## start Records supplied

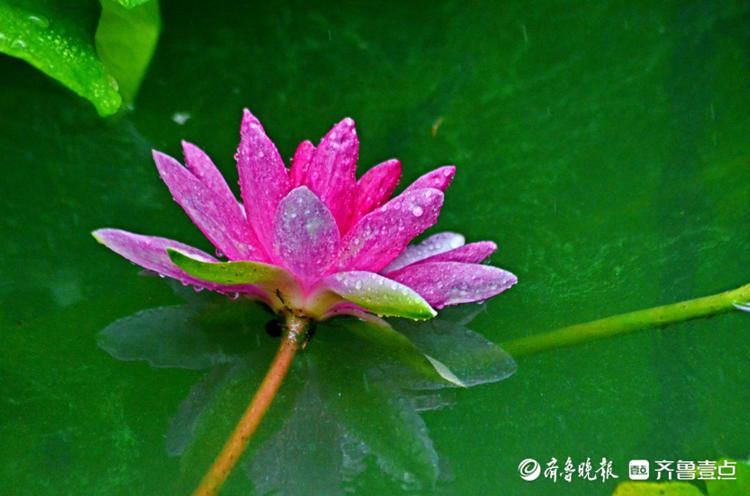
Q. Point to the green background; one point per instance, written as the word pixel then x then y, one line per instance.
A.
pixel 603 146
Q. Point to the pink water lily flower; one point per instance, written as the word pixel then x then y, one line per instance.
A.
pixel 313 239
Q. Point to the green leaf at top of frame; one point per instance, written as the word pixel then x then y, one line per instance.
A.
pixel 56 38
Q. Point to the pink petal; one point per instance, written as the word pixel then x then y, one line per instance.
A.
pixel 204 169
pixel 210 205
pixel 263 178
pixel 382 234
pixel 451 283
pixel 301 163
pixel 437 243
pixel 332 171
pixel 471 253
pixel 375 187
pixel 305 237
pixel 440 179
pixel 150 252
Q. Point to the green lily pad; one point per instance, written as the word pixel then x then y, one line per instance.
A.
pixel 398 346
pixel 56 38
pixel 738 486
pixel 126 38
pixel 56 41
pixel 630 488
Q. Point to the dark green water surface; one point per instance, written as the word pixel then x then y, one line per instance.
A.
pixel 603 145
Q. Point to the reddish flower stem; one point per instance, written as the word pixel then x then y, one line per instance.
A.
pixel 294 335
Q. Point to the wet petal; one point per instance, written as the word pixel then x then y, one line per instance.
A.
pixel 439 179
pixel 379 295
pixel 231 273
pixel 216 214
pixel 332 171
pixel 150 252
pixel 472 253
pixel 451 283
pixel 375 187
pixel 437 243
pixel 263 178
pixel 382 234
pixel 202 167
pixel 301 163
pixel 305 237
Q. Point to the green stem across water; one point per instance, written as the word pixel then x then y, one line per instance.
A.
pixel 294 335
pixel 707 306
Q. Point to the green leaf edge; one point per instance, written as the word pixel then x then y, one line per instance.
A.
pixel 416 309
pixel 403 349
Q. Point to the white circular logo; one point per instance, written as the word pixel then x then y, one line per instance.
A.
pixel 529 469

## end Records supplied
## start Records supplied

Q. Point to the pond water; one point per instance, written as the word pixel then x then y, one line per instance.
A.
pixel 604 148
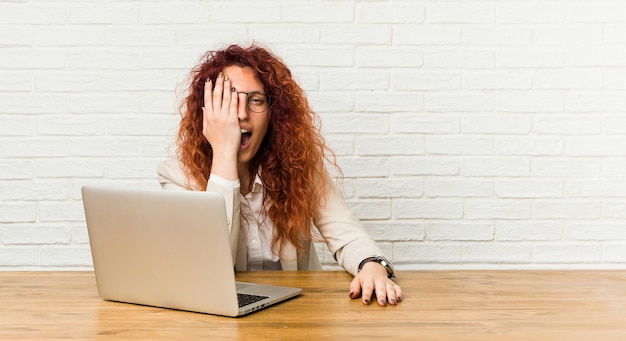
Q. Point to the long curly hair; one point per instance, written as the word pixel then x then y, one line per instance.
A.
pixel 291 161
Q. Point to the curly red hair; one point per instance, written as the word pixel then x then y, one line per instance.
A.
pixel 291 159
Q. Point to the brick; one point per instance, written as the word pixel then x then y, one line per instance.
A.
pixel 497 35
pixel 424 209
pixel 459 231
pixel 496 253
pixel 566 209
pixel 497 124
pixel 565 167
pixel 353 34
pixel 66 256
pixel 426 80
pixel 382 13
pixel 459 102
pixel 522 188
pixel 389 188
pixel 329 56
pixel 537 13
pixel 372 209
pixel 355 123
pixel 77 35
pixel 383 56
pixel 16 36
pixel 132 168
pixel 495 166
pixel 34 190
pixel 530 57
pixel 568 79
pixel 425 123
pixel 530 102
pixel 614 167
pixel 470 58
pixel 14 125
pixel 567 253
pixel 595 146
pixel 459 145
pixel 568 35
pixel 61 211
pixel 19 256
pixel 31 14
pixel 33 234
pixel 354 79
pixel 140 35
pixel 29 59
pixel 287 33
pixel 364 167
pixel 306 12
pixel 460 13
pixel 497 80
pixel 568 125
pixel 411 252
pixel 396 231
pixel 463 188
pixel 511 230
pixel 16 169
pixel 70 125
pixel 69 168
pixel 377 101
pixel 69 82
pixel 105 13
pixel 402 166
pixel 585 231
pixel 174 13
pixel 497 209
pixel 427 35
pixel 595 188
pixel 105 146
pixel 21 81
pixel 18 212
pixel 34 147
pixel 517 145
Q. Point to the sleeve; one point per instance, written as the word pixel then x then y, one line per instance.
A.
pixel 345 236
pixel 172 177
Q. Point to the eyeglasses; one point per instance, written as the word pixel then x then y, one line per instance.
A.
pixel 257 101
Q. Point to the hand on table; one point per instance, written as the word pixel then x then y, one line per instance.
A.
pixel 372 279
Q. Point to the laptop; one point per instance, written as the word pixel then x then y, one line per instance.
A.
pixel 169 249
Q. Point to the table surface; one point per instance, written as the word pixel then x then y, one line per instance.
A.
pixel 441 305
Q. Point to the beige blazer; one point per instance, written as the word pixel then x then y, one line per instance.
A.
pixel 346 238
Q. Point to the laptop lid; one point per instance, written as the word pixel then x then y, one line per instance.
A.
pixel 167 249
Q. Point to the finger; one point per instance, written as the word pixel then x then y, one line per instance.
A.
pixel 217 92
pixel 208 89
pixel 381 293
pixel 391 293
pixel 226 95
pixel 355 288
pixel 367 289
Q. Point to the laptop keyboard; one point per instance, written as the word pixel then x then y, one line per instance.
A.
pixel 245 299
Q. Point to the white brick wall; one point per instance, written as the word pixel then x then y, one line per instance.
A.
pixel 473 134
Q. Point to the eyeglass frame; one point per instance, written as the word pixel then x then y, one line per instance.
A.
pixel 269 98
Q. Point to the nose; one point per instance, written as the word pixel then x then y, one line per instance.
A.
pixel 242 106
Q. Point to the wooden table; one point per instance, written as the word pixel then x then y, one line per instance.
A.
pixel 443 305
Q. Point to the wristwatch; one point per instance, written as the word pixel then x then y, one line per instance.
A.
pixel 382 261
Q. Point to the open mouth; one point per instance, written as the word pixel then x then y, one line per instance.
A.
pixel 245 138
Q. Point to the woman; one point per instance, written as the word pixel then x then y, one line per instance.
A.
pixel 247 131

## end Records supplied

__Given problem__: Copy the lines beginning with the one that contains "Q. Point to the wristwatch;" and ending with the one that contains "pixel 247 131", including both, exactly as they appear.

__Exercise result__:
Q. Point to the wristwatch; one point per instance, written as the word pixel then x then y, one line per instance.
A.
pixel 382 261
Q. Point to the open mouth; one point per instance, written as the word pixel then x then y, one line per instance.
A.
pixel 245 138
Q. Point to the woman; one point per instance, written as the word pixel then x then y, one line per instance.
A.
pixel 247 131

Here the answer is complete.